### Task to carry out
Please recast the records, from their first line through the line that contains "box: [26, 246, 405, 377]", as a Markdown table with the columns "Row" and "Line", skipping any blank lines.

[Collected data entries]
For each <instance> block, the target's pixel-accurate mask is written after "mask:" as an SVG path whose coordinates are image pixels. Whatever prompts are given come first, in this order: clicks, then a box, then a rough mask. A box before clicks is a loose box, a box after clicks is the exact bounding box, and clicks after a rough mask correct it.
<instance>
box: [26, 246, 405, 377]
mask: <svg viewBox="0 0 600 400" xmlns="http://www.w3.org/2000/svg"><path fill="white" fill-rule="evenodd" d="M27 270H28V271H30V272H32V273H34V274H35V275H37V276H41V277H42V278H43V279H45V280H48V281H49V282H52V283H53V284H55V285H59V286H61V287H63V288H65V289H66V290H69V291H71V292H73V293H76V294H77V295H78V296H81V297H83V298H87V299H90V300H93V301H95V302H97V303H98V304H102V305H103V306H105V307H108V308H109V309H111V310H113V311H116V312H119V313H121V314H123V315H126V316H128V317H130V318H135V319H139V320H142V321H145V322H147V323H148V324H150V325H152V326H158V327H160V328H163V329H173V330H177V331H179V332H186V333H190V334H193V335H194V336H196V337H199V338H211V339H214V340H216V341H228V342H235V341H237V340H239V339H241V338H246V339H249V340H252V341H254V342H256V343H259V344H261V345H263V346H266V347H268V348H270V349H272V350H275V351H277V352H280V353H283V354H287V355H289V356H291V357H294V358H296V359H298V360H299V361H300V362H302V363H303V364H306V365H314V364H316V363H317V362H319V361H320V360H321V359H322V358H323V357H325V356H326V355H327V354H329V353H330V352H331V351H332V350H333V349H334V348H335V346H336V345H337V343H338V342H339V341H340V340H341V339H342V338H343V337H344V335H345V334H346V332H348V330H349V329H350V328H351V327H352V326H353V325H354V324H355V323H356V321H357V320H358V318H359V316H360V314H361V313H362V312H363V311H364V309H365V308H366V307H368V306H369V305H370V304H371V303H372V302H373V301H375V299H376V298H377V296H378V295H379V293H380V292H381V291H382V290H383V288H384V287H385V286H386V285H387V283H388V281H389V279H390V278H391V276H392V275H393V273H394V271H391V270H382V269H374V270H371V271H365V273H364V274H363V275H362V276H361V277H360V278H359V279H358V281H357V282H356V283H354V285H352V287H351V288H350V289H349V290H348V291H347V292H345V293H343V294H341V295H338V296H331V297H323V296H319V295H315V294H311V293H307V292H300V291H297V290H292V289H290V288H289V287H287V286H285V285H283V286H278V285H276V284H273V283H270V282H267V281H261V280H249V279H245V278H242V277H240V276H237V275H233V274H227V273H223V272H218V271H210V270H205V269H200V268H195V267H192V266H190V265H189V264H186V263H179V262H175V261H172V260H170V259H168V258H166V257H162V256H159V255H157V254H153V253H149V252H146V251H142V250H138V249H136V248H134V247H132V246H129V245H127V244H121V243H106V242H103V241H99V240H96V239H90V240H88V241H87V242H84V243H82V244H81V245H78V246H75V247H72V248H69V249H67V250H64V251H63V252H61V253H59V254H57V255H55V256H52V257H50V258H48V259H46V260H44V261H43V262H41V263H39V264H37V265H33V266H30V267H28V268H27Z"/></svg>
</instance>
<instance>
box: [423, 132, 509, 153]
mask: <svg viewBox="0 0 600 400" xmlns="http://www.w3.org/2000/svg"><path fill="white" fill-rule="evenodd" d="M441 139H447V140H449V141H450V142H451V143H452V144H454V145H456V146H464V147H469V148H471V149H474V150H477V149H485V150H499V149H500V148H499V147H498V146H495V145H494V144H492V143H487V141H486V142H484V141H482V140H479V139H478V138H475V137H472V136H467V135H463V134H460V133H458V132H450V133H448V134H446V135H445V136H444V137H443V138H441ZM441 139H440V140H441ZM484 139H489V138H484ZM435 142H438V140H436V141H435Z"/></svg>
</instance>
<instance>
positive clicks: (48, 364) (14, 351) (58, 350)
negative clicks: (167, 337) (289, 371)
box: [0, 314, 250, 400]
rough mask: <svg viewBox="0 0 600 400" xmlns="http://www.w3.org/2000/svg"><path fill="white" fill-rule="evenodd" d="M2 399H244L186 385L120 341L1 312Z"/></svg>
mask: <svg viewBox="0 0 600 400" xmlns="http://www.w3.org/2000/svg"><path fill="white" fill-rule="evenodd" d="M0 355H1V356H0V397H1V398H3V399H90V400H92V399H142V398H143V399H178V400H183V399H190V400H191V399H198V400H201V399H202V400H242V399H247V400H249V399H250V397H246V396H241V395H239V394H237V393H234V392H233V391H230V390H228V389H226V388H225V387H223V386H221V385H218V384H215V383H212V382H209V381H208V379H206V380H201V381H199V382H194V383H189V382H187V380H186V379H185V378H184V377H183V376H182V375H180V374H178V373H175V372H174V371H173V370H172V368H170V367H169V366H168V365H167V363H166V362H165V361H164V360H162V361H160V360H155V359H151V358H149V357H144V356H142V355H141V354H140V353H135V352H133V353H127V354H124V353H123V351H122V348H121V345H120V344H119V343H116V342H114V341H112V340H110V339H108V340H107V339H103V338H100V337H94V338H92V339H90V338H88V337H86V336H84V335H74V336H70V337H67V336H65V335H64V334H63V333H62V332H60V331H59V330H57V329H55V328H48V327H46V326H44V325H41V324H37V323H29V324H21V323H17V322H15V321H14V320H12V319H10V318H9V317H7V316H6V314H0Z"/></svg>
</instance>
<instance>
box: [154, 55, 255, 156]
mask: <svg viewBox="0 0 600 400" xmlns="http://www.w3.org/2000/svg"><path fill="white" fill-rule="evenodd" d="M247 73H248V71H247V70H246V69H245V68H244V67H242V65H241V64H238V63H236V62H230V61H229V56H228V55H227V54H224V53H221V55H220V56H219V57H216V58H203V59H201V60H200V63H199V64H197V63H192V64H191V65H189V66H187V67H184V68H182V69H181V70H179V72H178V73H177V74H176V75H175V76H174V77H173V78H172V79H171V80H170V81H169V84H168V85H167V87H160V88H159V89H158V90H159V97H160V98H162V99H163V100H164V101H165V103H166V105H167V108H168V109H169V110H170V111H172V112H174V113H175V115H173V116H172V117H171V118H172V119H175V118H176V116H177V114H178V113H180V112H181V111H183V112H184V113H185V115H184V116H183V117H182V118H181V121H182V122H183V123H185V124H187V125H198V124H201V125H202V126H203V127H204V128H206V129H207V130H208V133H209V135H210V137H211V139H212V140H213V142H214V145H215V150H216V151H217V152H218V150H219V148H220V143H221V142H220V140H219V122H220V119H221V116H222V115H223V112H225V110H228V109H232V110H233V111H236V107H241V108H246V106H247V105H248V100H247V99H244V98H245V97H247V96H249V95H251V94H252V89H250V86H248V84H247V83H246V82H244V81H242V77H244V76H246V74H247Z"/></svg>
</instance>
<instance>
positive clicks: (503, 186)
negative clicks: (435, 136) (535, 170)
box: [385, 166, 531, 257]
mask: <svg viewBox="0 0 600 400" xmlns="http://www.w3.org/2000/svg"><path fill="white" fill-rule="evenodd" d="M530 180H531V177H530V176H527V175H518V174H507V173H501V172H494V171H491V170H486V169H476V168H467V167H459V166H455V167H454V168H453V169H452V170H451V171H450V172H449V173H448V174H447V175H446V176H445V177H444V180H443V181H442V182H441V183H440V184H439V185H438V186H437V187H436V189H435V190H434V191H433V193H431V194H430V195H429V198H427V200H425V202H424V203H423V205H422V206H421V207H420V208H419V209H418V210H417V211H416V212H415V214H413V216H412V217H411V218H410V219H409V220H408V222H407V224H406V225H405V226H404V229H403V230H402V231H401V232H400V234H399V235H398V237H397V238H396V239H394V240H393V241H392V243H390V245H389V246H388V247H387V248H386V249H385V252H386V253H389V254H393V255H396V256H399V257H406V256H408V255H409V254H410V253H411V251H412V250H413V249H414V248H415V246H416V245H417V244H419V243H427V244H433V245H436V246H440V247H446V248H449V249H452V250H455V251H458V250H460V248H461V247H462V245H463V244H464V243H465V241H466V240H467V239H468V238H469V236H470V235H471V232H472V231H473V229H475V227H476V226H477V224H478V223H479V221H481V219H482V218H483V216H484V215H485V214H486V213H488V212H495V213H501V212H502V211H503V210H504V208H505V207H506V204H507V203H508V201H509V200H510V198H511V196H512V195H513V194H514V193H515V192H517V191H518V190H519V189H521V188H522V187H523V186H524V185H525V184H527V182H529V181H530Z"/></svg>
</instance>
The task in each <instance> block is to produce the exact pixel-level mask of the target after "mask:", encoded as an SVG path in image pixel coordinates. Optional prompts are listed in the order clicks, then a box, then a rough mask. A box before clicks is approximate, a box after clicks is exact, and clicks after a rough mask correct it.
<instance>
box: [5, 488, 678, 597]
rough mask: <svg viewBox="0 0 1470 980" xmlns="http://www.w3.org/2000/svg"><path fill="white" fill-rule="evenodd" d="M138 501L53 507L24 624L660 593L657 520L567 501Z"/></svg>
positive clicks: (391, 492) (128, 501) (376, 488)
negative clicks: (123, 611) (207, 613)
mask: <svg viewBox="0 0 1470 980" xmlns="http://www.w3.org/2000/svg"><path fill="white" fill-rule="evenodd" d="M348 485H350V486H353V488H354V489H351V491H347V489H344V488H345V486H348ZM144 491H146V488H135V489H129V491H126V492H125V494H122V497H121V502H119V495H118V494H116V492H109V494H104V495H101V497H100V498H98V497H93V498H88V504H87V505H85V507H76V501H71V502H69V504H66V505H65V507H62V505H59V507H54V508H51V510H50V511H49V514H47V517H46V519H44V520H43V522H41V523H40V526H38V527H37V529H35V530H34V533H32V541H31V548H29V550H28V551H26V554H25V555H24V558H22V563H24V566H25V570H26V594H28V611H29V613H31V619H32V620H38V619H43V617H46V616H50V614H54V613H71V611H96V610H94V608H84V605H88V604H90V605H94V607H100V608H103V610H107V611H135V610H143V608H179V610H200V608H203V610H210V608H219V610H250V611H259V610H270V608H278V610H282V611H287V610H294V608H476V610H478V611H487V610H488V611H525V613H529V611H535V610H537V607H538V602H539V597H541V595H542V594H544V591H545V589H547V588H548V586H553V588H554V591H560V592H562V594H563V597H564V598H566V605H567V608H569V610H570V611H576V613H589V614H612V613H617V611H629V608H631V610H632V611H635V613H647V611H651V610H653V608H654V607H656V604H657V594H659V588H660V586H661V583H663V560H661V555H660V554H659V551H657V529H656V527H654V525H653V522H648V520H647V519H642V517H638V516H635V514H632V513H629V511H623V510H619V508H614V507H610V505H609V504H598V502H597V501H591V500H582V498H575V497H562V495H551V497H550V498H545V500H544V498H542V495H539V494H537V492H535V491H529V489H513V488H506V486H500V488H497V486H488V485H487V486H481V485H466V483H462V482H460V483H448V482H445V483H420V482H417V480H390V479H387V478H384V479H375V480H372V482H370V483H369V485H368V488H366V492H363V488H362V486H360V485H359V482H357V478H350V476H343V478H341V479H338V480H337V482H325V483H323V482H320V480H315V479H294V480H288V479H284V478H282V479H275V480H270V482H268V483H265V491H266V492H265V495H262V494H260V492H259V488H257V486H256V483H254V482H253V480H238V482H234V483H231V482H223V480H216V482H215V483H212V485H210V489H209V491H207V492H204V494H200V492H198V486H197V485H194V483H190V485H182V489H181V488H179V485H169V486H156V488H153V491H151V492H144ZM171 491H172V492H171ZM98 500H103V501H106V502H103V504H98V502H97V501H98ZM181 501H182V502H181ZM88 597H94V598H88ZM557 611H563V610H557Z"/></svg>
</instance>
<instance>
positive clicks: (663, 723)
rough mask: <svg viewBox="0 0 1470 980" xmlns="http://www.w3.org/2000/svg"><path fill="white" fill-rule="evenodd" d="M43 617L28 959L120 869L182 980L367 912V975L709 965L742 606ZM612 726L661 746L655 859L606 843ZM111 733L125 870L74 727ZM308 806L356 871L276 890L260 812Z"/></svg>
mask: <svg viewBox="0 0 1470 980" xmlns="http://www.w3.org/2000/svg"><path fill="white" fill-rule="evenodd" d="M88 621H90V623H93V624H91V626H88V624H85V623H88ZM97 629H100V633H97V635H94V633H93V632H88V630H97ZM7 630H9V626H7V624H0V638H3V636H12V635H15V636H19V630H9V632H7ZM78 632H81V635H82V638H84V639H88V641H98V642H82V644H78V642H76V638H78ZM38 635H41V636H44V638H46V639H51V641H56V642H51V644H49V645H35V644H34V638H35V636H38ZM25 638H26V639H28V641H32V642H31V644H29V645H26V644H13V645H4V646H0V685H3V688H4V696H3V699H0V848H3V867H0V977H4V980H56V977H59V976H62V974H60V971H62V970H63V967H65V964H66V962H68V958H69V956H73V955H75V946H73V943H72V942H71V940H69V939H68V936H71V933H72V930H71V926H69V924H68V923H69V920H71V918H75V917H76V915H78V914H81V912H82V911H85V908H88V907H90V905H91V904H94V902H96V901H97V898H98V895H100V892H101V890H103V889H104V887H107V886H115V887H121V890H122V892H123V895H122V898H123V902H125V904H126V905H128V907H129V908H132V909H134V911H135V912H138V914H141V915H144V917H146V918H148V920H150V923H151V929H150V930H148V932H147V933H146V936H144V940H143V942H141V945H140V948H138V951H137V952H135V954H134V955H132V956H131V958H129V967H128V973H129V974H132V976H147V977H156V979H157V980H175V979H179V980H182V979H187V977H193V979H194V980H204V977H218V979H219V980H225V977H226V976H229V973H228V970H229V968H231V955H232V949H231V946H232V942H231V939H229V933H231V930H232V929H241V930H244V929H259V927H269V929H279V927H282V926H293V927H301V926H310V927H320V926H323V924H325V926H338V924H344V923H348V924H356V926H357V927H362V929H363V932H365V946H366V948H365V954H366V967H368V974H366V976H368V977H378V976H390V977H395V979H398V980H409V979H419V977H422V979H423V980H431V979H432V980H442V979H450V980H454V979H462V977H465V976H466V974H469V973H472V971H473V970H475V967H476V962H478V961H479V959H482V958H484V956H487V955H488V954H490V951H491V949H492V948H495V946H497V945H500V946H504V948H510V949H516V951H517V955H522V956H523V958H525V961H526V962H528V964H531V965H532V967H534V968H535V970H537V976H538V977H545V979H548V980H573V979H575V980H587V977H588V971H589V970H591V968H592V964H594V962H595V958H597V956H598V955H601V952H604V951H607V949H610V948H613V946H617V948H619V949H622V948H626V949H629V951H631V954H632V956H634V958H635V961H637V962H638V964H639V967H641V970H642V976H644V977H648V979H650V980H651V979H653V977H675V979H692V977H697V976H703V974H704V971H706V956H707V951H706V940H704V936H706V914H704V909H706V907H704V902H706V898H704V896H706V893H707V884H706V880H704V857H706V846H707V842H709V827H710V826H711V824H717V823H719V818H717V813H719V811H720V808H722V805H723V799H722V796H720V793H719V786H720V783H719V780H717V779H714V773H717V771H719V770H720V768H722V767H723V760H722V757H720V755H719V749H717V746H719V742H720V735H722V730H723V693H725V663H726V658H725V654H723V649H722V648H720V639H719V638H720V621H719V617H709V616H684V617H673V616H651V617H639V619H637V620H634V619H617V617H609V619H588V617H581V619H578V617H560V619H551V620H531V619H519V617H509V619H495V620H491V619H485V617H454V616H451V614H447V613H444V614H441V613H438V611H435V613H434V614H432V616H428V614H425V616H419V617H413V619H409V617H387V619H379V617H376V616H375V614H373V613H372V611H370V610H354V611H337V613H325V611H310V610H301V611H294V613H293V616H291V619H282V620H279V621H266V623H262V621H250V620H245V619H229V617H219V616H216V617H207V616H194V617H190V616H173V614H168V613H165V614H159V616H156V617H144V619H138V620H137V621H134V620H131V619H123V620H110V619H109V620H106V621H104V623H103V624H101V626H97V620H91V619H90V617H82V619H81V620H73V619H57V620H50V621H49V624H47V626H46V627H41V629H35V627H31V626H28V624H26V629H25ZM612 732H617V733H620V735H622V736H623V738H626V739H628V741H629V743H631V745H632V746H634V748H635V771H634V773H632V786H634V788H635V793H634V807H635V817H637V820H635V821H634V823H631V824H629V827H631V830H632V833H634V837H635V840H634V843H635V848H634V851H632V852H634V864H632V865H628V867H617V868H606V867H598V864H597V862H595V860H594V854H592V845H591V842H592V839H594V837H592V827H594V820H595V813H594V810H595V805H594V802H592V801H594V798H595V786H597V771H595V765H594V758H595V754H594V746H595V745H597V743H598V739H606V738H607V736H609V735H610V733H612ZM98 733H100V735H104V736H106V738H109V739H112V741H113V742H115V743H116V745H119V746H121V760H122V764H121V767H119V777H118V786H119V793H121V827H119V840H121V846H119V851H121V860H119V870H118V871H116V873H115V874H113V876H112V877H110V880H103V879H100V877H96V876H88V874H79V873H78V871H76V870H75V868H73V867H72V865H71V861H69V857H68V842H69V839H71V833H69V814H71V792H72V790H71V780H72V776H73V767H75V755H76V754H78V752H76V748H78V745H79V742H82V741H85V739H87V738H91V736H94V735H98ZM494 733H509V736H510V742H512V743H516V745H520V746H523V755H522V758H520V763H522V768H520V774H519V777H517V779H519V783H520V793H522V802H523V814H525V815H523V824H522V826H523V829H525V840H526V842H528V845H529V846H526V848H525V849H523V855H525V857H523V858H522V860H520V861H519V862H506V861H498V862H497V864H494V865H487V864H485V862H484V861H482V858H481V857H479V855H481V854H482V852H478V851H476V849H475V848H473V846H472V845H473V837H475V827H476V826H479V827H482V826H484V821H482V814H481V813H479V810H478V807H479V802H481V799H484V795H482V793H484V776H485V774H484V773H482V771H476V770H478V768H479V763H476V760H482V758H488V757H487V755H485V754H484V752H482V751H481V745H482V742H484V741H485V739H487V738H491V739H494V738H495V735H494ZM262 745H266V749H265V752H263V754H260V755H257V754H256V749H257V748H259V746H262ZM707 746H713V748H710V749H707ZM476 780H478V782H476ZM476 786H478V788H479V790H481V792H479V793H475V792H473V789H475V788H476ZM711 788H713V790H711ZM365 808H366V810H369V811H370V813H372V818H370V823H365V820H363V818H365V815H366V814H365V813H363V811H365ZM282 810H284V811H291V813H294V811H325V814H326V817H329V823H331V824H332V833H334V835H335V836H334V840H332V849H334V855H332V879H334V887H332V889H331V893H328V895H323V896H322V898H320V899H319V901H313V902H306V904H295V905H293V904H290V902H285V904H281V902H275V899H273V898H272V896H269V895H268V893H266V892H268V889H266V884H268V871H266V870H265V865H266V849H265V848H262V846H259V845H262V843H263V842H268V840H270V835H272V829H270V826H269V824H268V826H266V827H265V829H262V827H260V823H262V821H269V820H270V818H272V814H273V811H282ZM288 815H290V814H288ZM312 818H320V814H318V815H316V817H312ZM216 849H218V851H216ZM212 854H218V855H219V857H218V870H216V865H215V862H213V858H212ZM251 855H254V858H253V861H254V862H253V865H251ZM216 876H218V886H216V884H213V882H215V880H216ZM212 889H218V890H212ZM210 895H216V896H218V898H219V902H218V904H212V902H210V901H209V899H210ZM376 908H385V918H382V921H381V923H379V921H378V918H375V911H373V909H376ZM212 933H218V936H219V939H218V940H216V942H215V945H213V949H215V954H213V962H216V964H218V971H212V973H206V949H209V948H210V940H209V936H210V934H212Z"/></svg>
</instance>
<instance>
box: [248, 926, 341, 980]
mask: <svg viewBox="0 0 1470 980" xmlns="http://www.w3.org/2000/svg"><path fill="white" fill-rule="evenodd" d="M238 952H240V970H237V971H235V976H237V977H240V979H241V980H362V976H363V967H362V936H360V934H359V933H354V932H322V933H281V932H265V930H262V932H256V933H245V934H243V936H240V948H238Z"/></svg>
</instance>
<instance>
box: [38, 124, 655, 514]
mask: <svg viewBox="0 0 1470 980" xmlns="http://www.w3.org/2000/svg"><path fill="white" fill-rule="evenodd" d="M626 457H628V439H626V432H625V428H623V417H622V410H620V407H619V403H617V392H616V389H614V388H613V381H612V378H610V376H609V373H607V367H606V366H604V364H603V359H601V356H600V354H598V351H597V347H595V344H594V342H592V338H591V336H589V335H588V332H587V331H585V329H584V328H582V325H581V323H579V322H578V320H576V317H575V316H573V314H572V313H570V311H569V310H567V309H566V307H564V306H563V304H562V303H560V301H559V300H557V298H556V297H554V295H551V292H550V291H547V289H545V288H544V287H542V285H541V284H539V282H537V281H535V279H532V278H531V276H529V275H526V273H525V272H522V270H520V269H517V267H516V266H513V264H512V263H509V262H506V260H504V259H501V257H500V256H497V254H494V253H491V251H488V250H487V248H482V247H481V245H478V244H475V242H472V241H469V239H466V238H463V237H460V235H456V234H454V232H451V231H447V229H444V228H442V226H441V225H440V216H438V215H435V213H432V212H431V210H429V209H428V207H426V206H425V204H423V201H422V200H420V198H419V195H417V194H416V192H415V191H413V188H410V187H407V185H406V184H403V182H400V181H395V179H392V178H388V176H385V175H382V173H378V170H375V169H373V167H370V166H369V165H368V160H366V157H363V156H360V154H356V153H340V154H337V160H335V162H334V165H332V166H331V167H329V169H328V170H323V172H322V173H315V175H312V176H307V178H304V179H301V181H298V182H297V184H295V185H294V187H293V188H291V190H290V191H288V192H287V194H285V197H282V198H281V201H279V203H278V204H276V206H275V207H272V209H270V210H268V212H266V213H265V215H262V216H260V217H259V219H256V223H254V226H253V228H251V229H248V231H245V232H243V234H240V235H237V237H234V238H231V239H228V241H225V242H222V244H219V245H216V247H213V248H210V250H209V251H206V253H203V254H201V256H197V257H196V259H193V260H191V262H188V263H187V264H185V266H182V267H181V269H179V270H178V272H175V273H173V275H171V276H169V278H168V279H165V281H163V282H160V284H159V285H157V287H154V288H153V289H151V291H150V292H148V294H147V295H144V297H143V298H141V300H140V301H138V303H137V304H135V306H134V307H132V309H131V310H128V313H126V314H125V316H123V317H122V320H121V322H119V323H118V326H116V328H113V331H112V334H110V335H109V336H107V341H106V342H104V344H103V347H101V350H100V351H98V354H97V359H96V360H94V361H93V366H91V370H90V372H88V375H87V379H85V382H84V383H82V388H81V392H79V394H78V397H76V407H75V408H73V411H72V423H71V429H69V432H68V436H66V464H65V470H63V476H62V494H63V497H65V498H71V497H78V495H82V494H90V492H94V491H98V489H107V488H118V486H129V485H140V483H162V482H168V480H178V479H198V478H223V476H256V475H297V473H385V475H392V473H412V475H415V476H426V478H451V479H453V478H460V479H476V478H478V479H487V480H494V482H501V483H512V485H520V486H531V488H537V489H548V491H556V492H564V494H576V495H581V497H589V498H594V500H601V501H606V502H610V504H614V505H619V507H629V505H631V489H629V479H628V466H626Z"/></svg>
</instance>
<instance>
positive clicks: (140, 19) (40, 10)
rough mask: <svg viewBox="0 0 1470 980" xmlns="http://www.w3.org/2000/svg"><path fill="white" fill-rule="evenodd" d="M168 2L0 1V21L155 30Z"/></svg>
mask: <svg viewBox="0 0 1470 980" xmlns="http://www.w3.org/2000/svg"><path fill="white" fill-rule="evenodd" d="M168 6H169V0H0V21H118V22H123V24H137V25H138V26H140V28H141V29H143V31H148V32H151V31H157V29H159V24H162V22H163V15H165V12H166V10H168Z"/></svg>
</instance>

### Exercise solution
| Row | Line |
|---|---|
| 1 | For each <instance> block, the target's pixel-accurate mask is written after "mask:" as an SVG path whose coordinates are image pixels. Whatever prompts are given come first, in this order: clicks, then a box, then a rough mask. A box before clicks is a loose box, a box after clicks is the exact bounding box, and clicks after a rough mask correct it. |
| 2 | <instance> |
| 3 | box: [26, 246, 405, 377] |